### Richiesta a
Traduci in inglese la frase del brano da leggere "So di aver perso un fratello, il fratello che non ho avuto mai e ho sempre desiderato, e scusate se è poco."

### Brano da leggere
05 gennaio 2007
Di Pacs e di amore: riflessioni in libertà...
Partiamo da un dato di fatto: il mio più caro, amato amico era omosessuale. Abbiamo condiviso vent’anni di rispetto e reciproco affetto profondissimi, poi, anche per la ottusità del mondo, la vita ci ha allontanati, ma la cosa per me appartiene agli eventi più negativi e dolorosi della vita..
So di aver perso un fratello, il fratello che non ho avuto mai e ho sempre desiderato, e scusate se è poco.
Quante volte mi ha abbracciato, donandomi senza chiedere nulla quella comprensione e quell’amore accogliente e pietoso - sì, amore - che neppure il mio compagno riusciva a darmi...
Eppure, per i maligni o gli individui in mala fede, specifico che non c’era nulla di erotico, né tanto meno sessuale, in ciò: c’era amore, fraterno, amicale, quello che i cristiani chiamerebbero agape, disposto a tutto per l’altro, e mi ritengo fortunata e onorata di aver goduto di questo privilegio per vent’anni, anche se ancora lo rimpiango...

### Elenco di origine
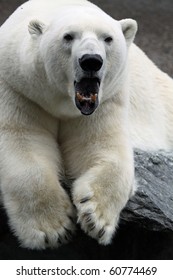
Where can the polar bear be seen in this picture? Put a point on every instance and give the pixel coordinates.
(76, 96)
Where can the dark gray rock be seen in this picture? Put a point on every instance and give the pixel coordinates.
(152, 205)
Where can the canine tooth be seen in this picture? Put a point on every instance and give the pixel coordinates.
(79, 96)
(94, 97)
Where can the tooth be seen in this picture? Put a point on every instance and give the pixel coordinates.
(94, 97)
(79, 96)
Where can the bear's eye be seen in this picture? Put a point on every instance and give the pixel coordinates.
(68, 38)
(108, 40)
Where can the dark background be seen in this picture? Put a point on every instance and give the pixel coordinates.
(155, 37)
(155, 21)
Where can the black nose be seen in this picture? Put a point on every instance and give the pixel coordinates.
(91, 62)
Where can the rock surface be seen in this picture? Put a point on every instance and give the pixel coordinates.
(152, 205)
(146, 226)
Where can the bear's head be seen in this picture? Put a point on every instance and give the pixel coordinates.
(84, 55)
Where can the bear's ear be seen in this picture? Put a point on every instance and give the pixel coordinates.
(36, 28)
(129, 29)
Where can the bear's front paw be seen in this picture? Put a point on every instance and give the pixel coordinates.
(97, 214)
(47, 224)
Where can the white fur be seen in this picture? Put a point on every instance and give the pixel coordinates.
(44, 137)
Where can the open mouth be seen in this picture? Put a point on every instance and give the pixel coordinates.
(86, 95)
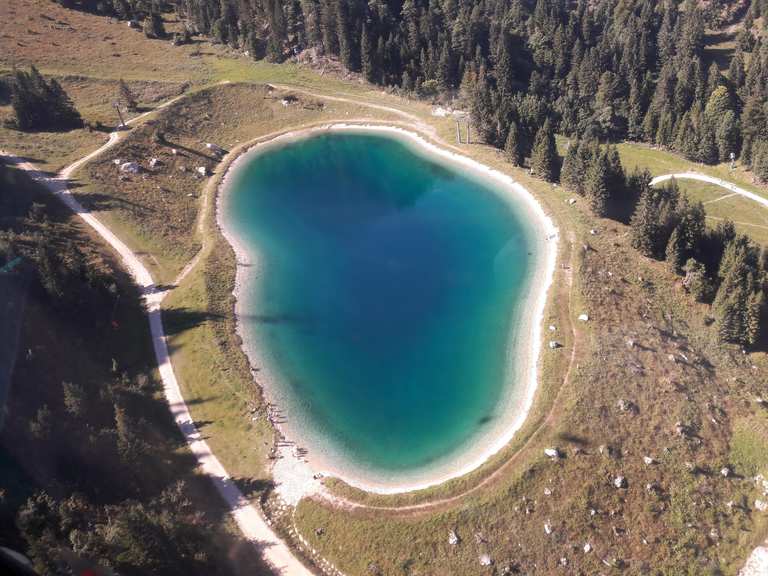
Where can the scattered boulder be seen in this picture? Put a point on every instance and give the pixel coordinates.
(652, 488)
(130, 167)
(553, 453)
(453, 538)
(625, 405)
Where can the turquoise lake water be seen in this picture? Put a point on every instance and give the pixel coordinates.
(387, 291)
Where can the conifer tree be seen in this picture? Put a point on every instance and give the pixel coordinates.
(676, 250)
(760, 159)
(42, 105)
(126, 97)
(544, 156)
(513, 148)
(596, 186)
(708, 150)
(366, 57)
(572, 171)
(644, 226)
(696, 280)
(738, 303)
(728, 136)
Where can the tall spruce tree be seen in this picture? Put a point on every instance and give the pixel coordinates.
(126, 96)
(513, 148)
(42, 105)
(739, 301)
(597, 187)
(544, 160)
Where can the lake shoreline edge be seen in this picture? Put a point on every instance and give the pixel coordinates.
(513, 408)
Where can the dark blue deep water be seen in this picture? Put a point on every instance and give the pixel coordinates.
(388, 288)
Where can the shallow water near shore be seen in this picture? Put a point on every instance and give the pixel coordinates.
(388, 297)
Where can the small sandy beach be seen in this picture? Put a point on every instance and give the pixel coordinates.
(524, 343)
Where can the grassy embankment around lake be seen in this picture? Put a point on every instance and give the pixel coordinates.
(85, 388)
(673, 370)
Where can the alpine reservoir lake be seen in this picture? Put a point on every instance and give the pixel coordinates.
(386, 294)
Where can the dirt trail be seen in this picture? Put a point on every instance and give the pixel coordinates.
(248, 518)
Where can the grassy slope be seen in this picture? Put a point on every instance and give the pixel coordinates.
(65, 350)
(585, 410)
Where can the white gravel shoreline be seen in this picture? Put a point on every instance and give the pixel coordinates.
(514, 409)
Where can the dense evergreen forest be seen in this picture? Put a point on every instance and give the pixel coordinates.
(596, 71)
(610, 69)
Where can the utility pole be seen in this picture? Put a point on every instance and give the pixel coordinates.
(120, 114)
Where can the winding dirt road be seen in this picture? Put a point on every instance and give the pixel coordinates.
(249, 520)
(712, 180)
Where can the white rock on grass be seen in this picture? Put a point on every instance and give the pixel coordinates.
(130, 167)
(553, 453)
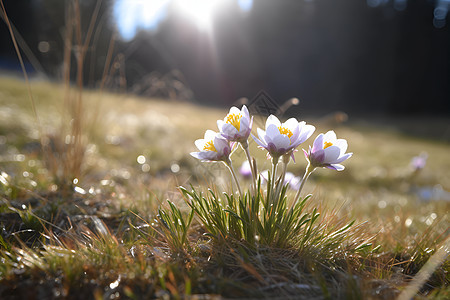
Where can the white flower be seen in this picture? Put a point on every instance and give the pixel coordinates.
(282, 138)
(328, 152)
(237, 125)
(212, 148)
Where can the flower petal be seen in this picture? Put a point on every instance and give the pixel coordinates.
(272, 131)
(343, 157)
(342, 144)
(282, 141)
(259, 142)
(272, 120)
(234, 110)
(330, 136)
(245, 112)
(331, 154)
(318, 143)
(200, 143)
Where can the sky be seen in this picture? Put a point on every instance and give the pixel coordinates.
(132, 15)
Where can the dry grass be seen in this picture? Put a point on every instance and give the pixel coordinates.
(103, 238)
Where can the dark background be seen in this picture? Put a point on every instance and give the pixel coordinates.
(350, 55)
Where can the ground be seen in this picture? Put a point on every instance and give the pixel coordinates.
(81, 215)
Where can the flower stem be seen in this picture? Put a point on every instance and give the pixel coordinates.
(230, 167)
(274, 172)
(308, 171)
(249, 158)
(282, 177)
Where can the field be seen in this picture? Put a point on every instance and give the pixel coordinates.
(84, 213)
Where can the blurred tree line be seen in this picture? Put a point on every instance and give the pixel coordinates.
(332, 55)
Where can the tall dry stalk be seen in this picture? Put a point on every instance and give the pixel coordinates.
(64, 152)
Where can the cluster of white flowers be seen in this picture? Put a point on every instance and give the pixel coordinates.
(279, 139)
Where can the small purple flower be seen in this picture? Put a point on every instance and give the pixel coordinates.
(328, 152)
(282, 138)
(237, 125)
(212, 148)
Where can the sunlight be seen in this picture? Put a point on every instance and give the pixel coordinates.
(200, 11)
(131, 15)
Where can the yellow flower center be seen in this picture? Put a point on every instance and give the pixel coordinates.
(209, 146)
(284, 130)
(235, 120)
(327, 144)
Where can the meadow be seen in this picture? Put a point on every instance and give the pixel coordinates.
(100, 199)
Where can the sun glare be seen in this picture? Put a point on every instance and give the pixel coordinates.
(200, 11)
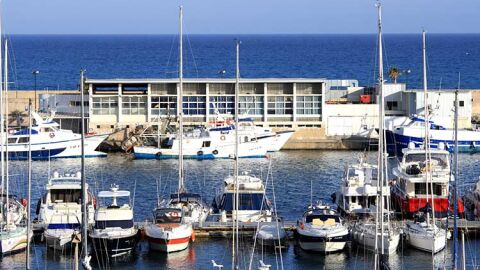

### Richiesta b
Restituisci ogni riga dell'elenco che contiene la parola "tree", tenendo conto di maiuscole e minuscole.

### Risposta completa a
I know I have lost a brother, the brother I never had and always wanted, and that is no small thing.

### Risposta completa b
Where can the conifer tree be seen in this picture? Put a point on every instance and give the pixel coordinates.
Where can the tall spruce tree be seen in this picture? Put a point on every instance and give the pixel coordinates.
Where can the blurred tree line be seen in this picture? Put a point on every instance and give the pixel coordinates.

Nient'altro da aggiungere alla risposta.